- _TASK_
Copy each line from the entries that the word "overcast" appears in.

- _MATERIAL PROVIDED_

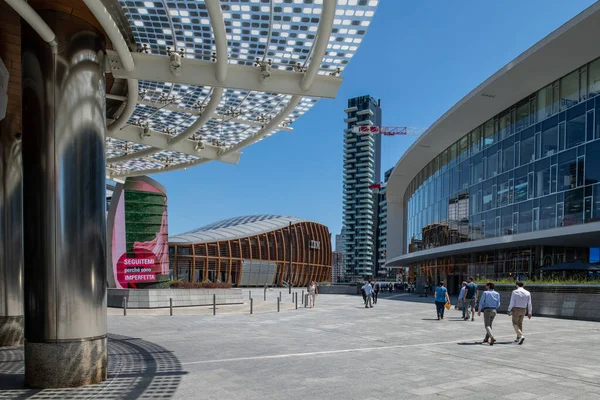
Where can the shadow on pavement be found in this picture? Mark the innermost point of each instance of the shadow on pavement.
(136, 368)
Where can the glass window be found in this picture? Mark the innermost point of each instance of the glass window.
(522, 114)
(592, 170)
(503, 191)
(477, 173)
(488, 133)
(594, 78)
(454, 182)
(549, 137)
(527, 146)
(542, 178)
(452, 155)
(569, 90)
(590, 115)
(492, 163)
(504, 125)
(520, 185)
(561, 136)
(463, 148)
(580, 170)
(573, 207)
(583, 83)
(445, 184)
(474, 199)
(507, 227)
(544, 100)
(596, 204)
(465, 178)
(548, 212)
(525, 217)
(490, 224)
(567, 170)
(555, 97)
(508, 159)
(575, 126)
(475, 140)
(488, 195)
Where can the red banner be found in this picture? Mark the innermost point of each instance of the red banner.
(142, 266)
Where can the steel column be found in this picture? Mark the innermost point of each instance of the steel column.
(11, 236)
(64, 130)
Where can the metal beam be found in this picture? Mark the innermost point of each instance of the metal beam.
(173, 108)
(215, 115)
(202, 73)
(161, 141)
(218, 25)
(183, 136)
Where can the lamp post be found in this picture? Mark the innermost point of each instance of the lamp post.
(290, 258)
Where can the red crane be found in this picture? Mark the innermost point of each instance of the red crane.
(387, 130)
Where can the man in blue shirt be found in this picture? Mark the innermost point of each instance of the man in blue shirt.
(368, 292)
(490, 301)
(461, 300)
(470, 298)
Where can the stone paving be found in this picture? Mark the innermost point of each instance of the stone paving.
(339, 350)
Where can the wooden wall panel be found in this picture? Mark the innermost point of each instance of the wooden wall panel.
(226, 257)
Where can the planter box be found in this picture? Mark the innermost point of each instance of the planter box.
(159, 298)
(338, 289)
(558, 301)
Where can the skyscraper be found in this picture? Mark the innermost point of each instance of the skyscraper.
(382, 223)
(362, 153)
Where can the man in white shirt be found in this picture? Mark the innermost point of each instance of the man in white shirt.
(368, 292)
(520, 305)
(461, 300)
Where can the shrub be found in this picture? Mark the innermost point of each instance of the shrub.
(179, 284)
(544, 281)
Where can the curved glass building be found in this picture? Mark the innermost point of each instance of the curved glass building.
(508, 180)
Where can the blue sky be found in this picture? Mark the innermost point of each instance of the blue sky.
(419, 58)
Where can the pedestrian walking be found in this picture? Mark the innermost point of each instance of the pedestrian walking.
(368, 292)
(441, 298)
(313, 292)
(470, 299)
(460, 305)
(362, 291)
(520, 305)
(489, 303)
(375, 291)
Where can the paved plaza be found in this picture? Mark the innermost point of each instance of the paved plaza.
(339, 350)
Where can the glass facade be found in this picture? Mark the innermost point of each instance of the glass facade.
(534, 166)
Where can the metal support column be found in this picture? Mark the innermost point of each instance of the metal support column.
(64, 221)
(11, 236)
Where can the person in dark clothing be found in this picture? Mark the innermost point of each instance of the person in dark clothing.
(441, 298)
(375, 286)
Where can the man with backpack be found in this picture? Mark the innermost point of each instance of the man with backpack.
(375, 286)
(470, 298)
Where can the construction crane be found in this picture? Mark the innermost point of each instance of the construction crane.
(387, 130)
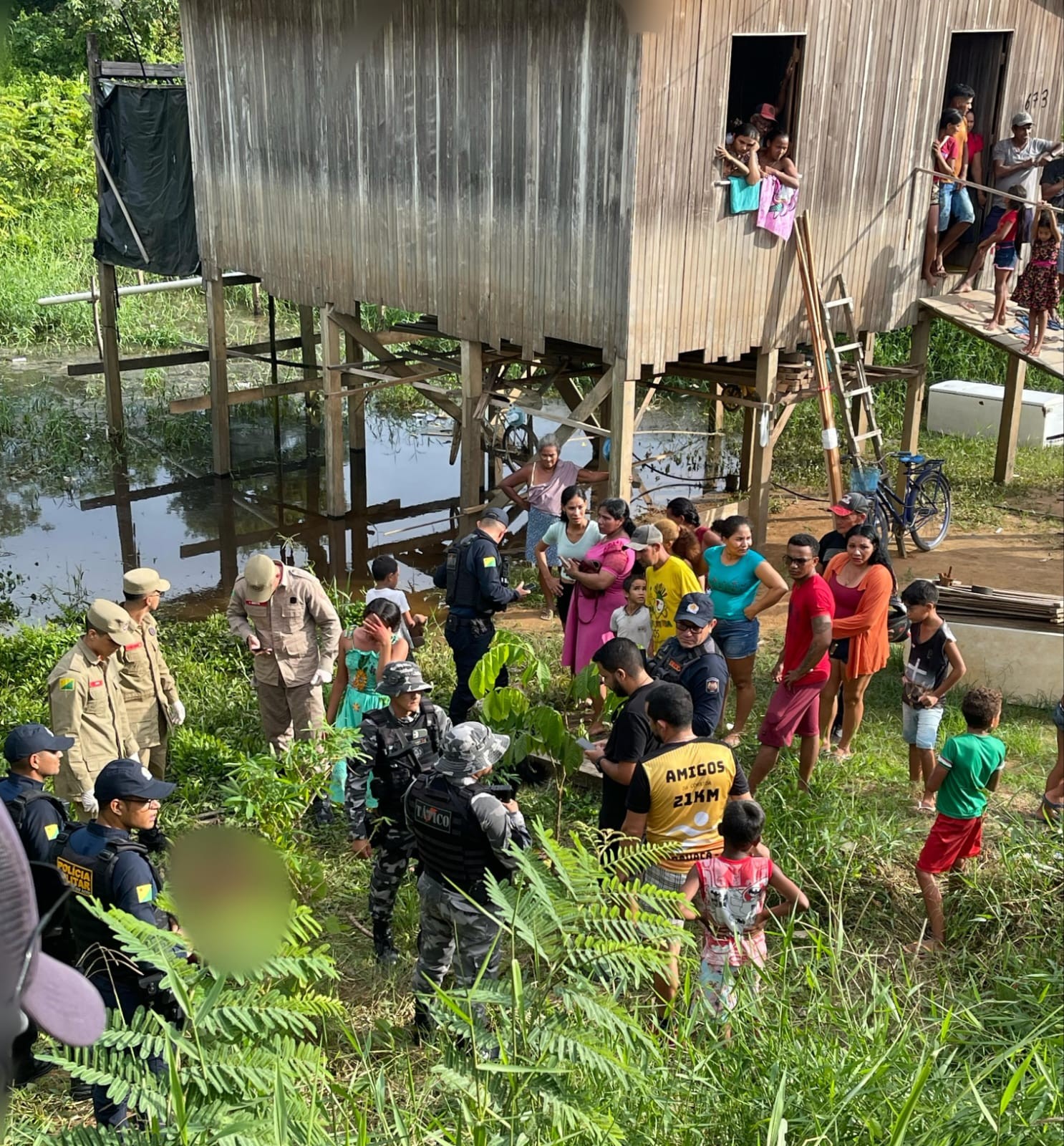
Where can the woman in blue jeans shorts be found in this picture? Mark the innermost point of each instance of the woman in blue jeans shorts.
(737, 571)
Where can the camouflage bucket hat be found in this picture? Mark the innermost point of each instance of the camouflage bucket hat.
(470, 748)
(402, 676)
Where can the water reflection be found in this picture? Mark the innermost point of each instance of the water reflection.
(77, 531)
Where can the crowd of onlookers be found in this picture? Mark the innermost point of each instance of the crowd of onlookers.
(1027, 172)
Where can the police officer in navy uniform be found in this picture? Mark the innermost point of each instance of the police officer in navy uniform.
(693, 659)
(400, 743)
(39, 817)
(463, 832)
(475, 577)
(102, 861)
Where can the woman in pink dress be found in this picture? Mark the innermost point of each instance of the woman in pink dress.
(599, 590)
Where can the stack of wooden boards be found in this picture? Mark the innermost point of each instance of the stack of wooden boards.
(1007, 607)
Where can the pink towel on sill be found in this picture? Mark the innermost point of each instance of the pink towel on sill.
(775, 212)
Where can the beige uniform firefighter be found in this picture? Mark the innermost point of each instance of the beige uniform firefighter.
(289, 624)
(148, 688)
(87, 704)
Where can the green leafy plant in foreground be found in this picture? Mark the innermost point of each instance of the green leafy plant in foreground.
(246, 1069)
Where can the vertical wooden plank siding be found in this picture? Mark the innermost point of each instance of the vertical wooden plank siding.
(527, 169)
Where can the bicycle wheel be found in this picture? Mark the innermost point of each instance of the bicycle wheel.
(932, 504)
(519, 444)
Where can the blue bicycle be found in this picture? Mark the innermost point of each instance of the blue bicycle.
(924, 513)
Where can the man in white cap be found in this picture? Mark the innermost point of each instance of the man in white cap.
(87, 704)
(36, 991)
(289, 624)
(148, 688)
(463, 831)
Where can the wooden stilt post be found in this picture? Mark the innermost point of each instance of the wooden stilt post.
(219, 372)
(760, 445)
(332, 416)
(108, 284)
(622, 431)
(357, 405)
(914, 393)
(1012, 407)
(472, 456)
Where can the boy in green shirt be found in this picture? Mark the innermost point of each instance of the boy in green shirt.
(969, 767)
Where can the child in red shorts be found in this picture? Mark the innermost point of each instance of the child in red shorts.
(969, 767)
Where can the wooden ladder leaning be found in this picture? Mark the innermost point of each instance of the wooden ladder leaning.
(849, 378)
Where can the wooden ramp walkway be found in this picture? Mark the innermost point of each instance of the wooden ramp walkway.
(970, 312)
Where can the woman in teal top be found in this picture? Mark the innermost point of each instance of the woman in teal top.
(364, 653)
(737, 571)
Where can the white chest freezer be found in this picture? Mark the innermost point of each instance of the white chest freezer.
(974, 410)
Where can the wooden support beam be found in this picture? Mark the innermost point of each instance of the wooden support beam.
(332, 415)
(1008, 430)
(250, 395)
(219, 372)
(622, 429)
(914, 393)
(472, 456)
(760, 445)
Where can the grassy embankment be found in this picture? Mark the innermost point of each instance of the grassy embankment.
(848, 1041)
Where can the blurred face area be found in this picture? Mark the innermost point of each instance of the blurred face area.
(861, 549)
(745, 145)
(691, 635)
(800, 562)
(406, 704)
(45, 764)
(609, 525)
(779, 147)
(739, 542)
(135, 813)
(576, 510)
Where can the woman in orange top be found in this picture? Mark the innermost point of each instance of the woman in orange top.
(861, 582)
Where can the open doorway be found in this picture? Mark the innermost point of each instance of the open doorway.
(981, 61)
(766, 69)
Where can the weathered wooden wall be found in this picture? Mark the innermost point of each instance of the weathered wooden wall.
(470, 160)
(528, 169)
(872, 90)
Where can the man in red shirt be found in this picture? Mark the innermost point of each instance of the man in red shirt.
(801, 670)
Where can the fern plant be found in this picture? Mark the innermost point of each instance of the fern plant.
(246, 1067)
(552, 1051)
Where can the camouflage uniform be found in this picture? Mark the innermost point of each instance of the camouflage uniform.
(298, 632)
(462, 832)
(397, 748)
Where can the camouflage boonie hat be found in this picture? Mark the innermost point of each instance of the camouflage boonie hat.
(469, 748)
(402, 676)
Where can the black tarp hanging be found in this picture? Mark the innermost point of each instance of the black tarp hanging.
(143, 135)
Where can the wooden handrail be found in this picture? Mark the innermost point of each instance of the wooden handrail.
(990, 191)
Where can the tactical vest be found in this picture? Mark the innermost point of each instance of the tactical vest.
(458, 562)
(93, 877)
(17, 807)
(672, 659)
(452, 844)
(405, 751)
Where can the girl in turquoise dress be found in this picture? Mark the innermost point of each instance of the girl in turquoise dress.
(364, 653)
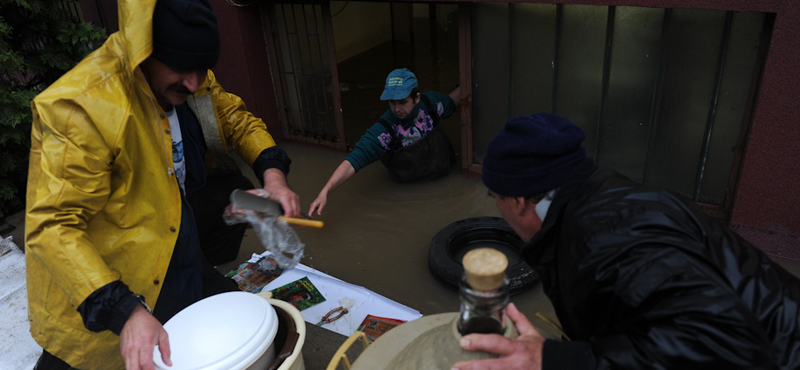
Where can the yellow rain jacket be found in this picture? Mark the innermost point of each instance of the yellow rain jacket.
(103, 203)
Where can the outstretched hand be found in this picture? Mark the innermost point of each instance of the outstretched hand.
(141, 333)
(524, 352)
(318, 204)
(275, 183)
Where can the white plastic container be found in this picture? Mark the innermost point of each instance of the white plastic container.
(228, 331)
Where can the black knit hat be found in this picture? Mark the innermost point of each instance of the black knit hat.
(532, 155)
(185, 34)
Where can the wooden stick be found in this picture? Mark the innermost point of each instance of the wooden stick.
(301, 222)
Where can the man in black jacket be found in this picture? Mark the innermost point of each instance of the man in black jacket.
(639, 277)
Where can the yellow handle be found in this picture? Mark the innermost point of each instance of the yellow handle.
(340, 354)
(301, 222)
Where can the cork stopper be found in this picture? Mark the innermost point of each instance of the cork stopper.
(485, 268)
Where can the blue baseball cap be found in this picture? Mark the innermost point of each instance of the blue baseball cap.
(399, 84)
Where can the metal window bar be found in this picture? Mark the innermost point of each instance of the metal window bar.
(304, 82)
(606, 77)
(658, 87)
(726, 35)
(556, 55)
(309, 76)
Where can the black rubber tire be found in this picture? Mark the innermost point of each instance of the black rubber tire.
(450, 244)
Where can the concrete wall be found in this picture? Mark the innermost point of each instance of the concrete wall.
(359, 26)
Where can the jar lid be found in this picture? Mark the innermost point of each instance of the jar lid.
(485, 268)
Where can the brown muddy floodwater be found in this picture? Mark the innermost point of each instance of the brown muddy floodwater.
(377, 233)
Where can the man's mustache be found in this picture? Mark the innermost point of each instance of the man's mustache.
(179, 88)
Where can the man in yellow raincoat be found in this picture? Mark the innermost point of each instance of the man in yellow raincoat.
(118, 145)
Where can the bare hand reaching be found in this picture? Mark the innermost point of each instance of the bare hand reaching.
(141, 333)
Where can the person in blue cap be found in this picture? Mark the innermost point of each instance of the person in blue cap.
(407, 139)
(639, 277)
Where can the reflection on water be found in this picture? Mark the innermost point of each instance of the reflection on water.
(377, 233)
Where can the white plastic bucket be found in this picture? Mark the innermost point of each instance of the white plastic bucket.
(228, 331)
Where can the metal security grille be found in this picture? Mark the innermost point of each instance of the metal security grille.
(664, 95)
(303, 62)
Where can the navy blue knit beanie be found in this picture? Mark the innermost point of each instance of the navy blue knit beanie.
(186, 34)
(532, 155)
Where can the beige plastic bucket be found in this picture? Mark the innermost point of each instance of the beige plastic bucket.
(290, 356)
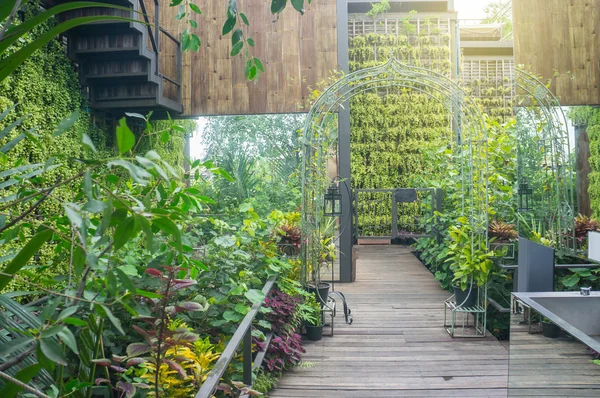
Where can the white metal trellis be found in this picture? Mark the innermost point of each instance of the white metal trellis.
(470, 128)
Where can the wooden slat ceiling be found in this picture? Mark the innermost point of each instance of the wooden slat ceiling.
(297, 51)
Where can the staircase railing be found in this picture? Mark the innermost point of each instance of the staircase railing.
(154, 34)
(244, 331)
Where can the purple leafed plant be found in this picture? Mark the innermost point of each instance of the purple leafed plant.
(284, 351)
(283, 311)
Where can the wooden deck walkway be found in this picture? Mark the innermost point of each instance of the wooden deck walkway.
(396, 346)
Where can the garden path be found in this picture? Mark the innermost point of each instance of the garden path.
(396, 346)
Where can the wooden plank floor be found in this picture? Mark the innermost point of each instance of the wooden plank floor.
(396, 346)
(546, 367)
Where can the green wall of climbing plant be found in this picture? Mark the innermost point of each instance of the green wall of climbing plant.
(45, 89)
(391, 131)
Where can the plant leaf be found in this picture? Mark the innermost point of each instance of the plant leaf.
(125, 138)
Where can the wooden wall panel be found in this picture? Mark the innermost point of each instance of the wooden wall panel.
(297, 51)
(563, 36)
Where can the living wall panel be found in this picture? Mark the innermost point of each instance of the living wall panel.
(392, 130)
(561, 35)
(297, 51)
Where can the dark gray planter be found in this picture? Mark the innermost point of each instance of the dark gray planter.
(467, 298)
(314, 333)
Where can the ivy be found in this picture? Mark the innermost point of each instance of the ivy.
(45, 90)
(390, 132)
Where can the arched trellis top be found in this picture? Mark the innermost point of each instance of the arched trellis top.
(544, 159)
(469, 127)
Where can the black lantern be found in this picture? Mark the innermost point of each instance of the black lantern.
(525, 195)
(333, 201)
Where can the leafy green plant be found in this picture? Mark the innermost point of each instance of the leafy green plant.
(469, 257)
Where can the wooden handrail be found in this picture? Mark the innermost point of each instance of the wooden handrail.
(242, 333)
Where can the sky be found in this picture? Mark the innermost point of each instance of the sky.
(470, 9)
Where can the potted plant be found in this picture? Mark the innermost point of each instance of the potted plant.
(470, 261)
(549, 329)
(314, 321)
(327, 253)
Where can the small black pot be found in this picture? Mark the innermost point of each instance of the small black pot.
(321, 292)
(314, 333)
(550, 330)
(466, 298)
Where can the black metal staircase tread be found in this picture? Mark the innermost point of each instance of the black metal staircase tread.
(94, 28)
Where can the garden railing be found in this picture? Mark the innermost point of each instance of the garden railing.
(242, 333)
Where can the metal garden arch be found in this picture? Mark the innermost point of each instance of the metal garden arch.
(318, 139)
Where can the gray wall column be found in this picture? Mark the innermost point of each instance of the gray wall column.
(344, 150)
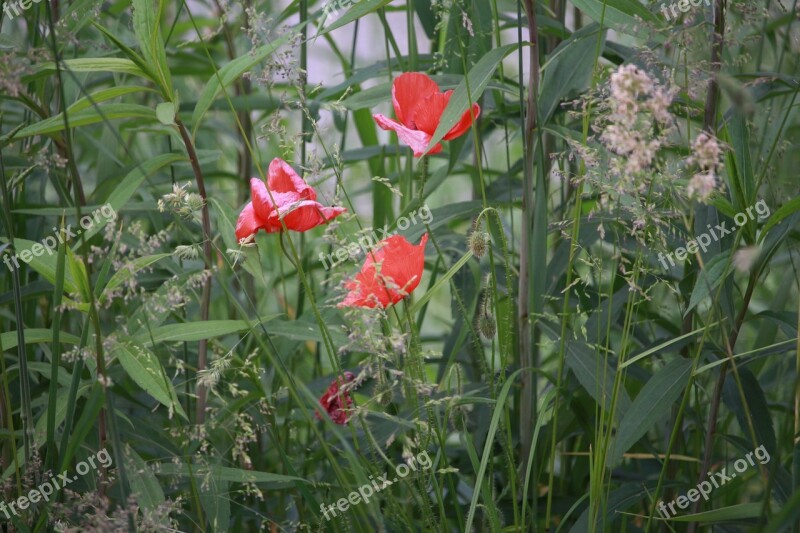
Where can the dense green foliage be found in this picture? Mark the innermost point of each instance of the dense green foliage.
(605, 329)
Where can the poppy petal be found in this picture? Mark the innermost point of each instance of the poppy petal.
(389, 274)
(428, 114)
(262, 204)
(302, 216)
(283, 179)
(336, 402)
(408, 91)
(248, 224)
(464, 124)
(417, 140)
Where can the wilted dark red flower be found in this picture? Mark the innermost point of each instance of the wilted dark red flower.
(419, 104)
(295, 202)
(336, 402)
(390, 273)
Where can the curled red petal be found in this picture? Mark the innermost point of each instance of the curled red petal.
(408, 91)
(262, 204)
(428, 114)
(248, 224)
(283, 179)
(336, 402)
(390, 273)
(417, 140)
(464, 123)
(302, 216)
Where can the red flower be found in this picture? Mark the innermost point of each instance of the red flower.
(335, 402)
(419, 104)
(399, 271)
(295, 202)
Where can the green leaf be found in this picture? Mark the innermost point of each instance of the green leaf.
(653, 404)
(146, 27)
(594, 374)
(478, 78)
(192, 331)
(165, 112)
(708, 280)
(85, 117)
(94, 64)
(787, 209)
(440, 282)
(232, 71)
(145, 370)
(8, 340)
(45, 264)
(360, 9)
(621, 15)
(488, 448)
(569, 69)
(105, 95)
(757, 408)
(233, 475)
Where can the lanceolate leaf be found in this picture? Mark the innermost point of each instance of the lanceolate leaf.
(477, 79)
(92, 115)
(652, 405)
(145, 370)
(233, 71)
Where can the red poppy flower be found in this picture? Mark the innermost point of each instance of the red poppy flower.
(295, 203)
(336, 402)
(391, 272)
(419, 104)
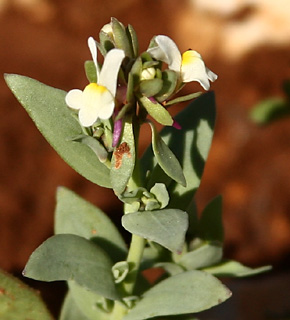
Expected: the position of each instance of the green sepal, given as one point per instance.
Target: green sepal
(230, 268)
(150, 88)
(185, 293)
(123, 159)
(18, 301)
(183, 98)
(91, 71)
(70, 310)
(74, 215)
(70, 257)
(121, 38)
(106, 43)
(166, 158)
(47, 108)
(166, 227)
(169, 80)
(94, 144)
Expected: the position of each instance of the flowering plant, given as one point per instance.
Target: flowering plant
(96, 131)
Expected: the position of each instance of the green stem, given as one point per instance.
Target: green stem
(119, 311)
(134, 259)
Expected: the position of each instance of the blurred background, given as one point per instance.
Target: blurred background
(247, 43)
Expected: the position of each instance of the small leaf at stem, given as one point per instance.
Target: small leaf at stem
(166, 158)
(166, 227)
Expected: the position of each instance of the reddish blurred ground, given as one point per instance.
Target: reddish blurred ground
(248, 165)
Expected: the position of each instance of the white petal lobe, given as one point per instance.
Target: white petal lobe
(74, 99)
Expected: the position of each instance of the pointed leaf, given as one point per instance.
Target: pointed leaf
(74, 215)
(70, 310)
(166, 158)
(183, 98)
(204, 256)
(190, 145)
(121, 38)
(19, 302)
(232, 268)
(70, 257)
(94, 145)
(187, 292)
(46, 106)
(123, 160)
(166, 227)
(211, 224)
(91, 71)
(106, 43)
(156, 111)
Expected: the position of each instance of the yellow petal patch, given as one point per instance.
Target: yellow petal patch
(94, 88)
(189, 57)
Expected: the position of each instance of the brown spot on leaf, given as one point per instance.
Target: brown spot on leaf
(119, 153)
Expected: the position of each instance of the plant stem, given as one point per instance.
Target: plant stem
(134, 259)
(118, 312)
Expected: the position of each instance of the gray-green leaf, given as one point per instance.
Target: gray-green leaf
(166, 227)
(19, 302)
(187, 292)
(156, 111)
(230, 268)
(46, 106)
(190, 145)
(70, 257)
(123, 159)
(75, 215)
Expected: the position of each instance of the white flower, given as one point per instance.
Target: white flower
(97, 100)
(189, 65)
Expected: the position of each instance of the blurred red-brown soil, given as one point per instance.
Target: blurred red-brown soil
(248, 165)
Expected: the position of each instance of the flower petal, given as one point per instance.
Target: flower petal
(98, 103)
(74, 99)
(110, 69)
(166, 51)
(194, 69)
(94, 52)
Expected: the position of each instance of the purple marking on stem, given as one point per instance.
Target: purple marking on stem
(117, 132)
(152, 99)
(176, 125)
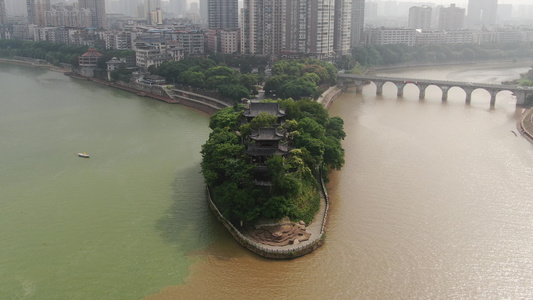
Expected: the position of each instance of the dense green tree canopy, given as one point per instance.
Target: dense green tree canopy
(299, 78)
(203, 73)
(377, 55)
(315, 140)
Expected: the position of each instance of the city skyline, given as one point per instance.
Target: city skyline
(464, 3)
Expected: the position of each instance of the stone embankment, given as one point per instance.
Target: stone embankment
(173, 96)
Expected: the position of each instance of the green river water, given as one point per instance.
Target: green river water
(116, 226)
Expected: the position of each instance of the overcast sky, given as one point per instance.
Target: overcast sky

- _ANSWER FOR THIS EXERCISE_
Expected: the position of each instance of the overcast sky, given as one point per instance.
Target: overcast sky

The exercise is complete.